* _INFORMATION GIVEN_
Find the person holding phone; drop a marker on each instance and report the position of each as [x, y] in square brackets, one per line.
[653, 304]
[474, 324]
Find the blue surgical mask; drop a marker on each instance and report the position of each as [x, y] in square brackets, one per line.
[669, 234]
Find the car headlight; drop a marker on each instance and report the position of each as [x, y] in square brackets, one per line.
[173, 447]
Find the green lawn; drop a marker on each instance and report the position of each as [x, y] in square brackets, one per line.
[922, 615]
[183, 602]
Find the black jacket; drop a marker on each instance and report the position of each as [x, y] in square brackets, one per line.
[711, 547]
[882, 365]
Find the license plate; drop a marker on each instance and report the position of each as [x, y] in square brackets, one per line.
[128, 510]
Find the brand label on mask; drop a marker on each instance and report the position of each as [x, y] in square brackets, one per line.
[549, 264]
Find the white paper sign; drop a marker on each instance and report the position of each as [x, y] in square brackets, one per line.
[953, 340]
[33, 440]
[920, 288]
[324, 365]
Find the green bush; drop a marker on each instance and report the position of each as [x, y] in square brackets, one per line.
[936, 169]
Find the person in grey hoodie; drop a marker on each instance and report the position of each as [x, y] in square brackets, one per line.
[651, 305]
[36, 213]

* _EXERCISE OBJECTIVE_
Rewrite all of the data above, substituting "place a pin" for "drop a marker" wherever it occurs and changing nothing else.

* _EXERCISE OUTPUT_
Find the person holding phone; place a pin on each instance and report the position of each as [x, y] in square brackets, one per line.
[653, 304]
[474, 324]
Find the blue surgical mask; place a pin on each instance and report the position of each as [x, y] in square brackets, one per line.
[669, 234]
Find the car headlight; place a pin on each instance and report the position of each as [x, y] in square brackets, one per line.
[173, 447]
Find the green lawn; place a pin on each instance and report the position of each as [x, y] in square brackets, one per line.
[922, 615]
[183, 602]
Find the black jacket; place a pin on each instance and report the position of each as [x, y] in square brackets, one per line.
[711, 547]
[882, 365]
Find the license plate; place a pin on each instance and report the position of each as [x, y] in square brackets, one per line.
[128, 510]
Find the brand label on mask; place a pin on each instance and report the position of each as [x, y] in square brackets, one per line.
[549, 264]
Find the white paper sign; place a pin on each instance and report the position of each as [x, y] in square brackets, one per line.
[953, 340]
[33, 440]
[920, 288]
[324, 365]
Find the green bush; place a pin on each instance and report the position of each as [x, y] in square brackets, one per line.
[936, 169]
Find the person in grey hoodie; place a pin on each instance and report the position of each as [x, y] in square brackets, one per line.
[651, 305]
[36, 213]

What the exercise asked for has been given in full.